Data supplied ->
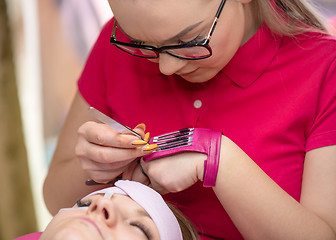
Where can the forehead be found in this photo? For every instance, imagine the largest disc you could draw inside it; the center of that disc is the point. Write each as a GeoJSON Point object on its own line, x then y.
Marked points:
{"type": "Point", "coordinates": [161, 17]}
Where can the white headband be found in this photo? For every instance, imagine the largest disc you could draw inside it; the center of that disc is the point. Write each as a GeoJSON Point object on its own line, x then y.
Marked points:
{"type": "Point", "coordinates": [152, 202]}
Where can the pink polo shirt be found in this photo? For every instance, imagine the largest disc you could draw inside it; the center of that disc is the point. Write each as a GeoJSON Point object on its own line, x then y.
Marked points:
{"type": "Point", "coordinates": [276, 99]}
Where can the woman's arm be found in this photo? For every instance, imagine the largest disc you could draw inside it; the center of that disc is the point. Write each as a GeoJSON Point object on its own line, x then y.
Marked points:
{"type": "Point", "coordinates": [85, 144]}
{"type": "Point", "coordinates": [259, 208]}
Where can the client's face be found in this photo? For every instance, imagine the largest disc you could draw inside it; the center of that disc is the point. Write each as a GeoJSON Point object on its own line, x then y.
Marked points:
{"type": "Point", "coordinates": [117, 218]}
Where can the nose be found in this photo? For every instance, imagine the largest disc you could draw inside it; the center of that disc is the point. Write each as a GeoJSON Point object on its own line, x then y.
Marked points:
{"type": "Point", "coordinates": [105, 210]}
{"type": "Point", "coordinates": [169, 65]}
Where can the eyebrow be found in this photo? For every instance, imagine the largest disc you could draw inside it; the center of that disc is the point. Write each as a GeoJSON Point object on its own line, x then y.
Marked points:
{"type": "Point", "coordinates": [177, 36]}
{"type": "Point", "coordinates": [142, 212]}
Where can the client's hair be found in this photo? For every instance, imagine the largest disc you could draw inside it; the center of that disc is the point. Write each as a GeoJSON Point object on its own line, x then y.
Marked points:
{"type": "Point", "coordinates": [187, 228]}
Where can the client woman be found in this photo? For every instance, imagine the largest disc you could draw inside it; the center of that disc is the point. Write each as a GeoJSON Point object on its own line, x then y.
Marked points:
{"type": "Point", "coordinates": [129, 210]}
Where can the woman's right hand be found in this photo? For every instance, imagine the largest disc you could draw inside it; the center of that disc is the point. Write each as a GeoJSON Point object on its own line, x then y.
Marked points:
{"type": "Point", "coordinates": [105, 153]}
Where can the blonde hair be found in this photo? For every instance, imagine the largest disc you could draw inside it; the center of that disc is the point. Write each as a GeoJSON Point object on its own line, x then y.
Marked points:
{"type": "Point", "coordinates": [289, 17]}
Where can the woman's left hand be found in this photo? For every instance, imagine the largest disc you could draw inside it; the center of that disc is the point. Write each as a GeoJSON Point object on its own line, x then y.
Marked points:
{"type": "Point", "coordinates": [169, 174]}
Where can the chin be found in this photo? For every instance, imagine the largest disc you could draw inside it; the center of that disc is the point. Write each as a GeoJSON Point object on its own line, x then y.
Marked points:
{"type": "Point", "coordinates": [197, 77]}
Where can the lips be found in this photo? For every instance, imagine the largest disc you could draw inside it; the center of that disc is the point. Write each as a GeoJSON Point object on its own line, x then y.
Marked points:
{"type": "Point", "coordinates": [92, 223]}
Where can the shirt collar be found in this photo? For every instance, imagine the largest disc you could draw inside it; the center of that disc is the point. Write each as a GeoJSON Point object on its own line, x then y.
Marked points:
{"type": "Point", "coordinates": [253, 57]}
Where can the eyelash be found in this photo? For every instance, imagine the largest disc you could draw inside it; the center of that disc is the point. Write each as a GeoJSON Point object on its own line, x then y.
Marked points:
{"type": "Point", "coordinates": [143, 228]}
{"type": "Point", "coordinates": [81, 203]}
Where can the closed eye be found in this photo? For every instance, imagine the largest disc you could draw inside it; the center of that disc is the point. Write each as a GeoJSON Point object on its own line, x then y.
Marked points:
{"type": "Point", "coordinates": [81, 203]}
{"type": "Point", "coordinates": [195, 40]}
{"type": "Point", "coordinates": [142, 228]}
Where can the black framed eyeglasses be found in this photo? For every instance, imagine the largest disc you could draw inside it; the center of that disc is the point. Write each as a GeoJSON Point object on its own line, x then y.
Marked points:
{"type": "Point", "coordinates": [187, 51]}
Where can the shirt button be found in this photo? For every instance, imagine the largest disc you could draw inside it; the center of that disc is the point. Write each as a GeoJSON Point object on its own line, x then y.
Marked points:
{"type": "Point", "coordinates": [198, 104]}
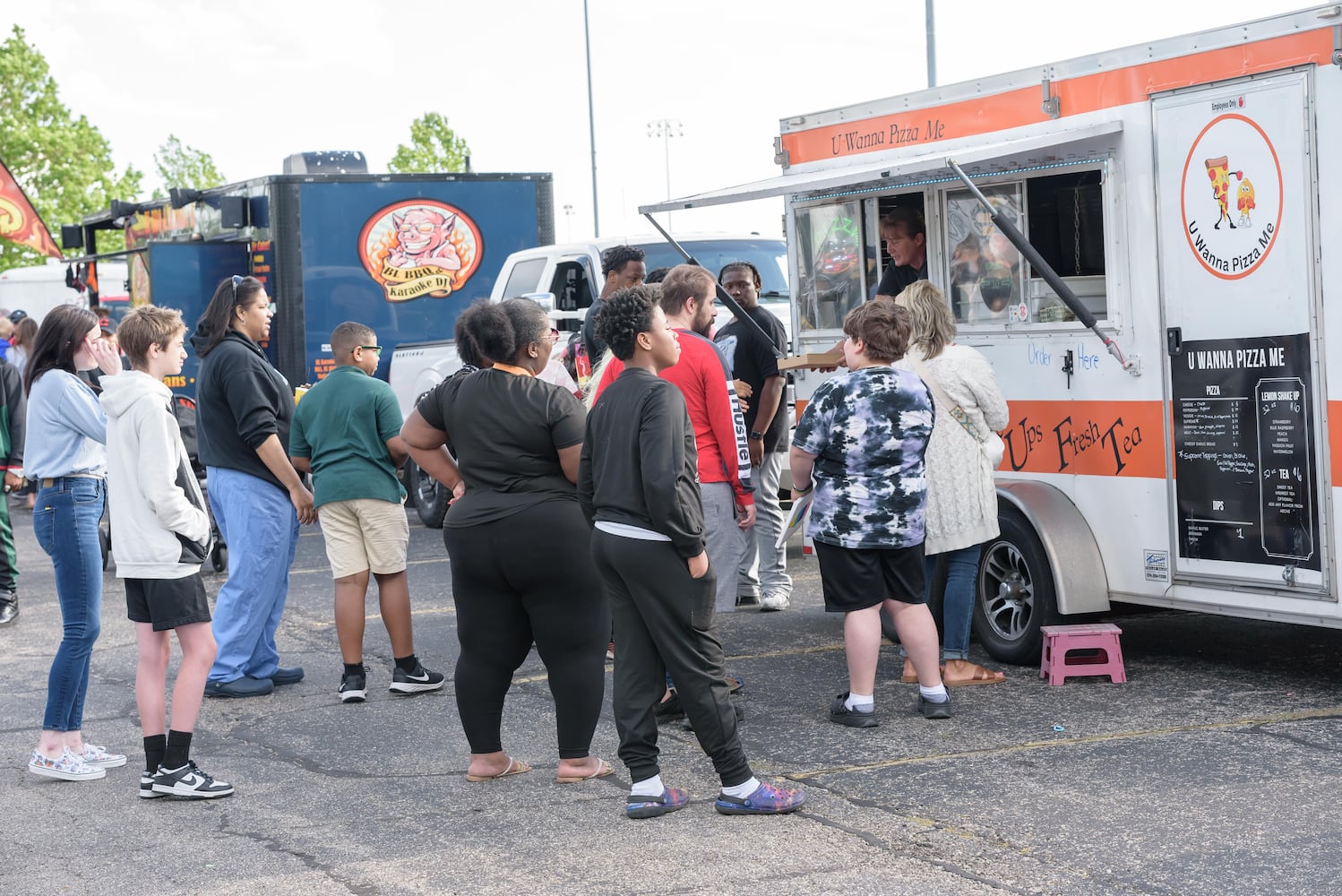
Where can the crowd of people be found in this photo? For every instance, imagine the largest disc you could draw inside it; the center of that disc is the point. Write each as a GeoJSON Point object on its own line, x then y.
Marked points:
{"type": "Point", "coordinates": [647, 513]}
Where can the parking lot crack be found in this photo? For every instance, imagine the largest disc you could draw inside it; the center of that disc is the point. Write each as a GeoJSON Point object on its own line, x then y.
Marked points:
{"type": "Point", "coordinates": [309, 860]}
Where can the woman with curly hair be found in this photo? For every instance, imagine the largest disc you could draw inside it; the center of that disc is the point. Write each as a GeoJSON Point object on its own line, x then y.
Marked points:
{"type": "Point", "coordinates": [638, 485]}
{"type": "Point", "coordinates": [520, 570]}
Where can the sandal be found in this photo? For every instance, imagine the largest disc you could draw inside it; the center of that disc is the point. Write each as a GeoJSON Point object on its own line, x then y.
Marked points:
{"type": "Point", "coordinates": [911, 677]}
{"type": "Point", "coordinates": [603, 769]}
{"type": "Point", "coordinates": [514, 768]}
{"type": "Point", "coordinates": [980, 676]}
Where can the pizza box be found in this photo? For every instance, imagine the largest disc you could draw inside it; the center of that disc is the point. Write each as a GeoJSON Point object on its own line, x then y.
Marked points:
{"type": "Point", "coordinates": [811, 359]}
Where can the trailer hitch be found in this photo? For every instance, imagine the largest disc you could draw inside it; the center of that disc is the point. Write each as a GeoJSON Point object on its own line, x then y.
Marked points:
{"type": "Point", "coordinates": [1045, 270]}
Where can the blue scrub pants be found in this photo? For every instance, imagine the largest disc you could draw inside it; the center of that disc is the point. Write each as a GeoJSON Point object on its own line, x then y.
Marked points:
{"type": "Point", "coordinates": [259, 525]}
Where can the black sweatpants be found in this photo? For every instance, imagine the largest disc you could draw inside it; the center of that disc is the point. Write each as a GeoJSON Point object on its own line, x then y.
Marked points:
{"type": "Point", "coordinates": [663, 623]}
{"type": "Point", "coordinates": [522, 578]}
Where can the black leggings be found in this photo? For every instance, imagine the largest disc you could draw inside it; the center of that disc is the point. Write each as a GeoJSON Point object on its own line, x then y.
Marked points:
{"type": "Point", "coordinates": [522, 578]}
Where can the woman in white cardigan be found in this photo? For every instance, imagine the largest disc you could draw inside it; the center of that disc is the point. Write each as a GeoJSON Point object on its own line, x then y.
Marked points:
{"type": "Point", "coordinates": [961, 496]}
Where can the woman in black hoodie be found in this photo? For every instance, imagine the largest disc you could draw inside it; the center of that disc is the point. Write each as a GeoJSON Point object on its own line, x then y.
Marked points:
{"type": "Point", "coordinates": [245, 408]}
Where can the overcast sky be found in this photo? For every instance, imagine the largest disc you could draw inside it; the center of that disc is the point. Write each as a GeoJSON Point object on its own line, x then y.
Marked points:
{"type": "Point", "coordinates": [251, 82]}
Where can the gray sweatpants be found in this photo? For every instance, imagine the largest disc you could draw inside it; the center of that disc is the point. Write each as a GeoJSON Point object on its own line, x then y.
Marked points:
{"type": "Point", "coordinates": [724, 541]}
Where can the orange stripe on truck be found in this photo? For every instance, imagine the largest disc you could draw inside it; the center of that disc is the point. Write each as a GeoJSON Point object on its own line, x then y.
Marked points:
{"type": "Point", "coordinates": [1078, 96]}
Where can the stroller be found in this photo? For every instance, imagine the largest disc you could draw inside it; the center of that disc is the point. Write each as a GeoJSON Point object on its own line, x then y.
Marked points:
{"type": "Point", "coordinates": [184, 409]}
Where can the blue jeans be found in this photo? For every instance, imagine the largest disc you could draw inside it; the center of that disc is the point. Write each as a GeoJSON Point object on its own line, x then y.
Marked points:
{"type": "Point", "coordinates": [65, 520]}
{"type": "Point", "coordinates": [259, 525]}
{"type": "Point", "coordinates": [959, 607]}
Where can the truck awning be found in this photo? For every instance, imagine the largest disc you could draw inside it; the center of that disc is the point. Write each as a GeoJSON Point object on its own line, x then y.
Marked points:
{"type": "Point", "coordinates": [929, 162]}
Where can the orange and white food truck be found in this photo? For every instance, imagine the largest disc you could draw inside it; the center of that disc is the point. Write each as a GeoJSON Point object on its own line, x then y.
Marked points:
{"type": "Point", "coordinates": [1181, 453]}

What to produce -> Rewrite the rows starting with the line containing "Where can the truck" and continuing through the end of the rows, requests included, and shift every coordinate in the marked points by adding -29 to it.

Response to this task ->
Where can the truck awning be found in this photo? For every instance, imagine the largest disc you could draw inside it; the center of that disc is the point. Write each as a GeoJSON Point object on its own line, x then y.
Marked points:
{"type": "Point", "coordinates": [900, 133]}
Where can the orange and white food truck be found in this photo? For every instance, imagine the largest disc you could draw inside it; the center of that disc is the point. Write each as a GeoJSON Point object on its own line, x then y.
Marked points:
{"type": "Point", "coordinates": [1152, 424]}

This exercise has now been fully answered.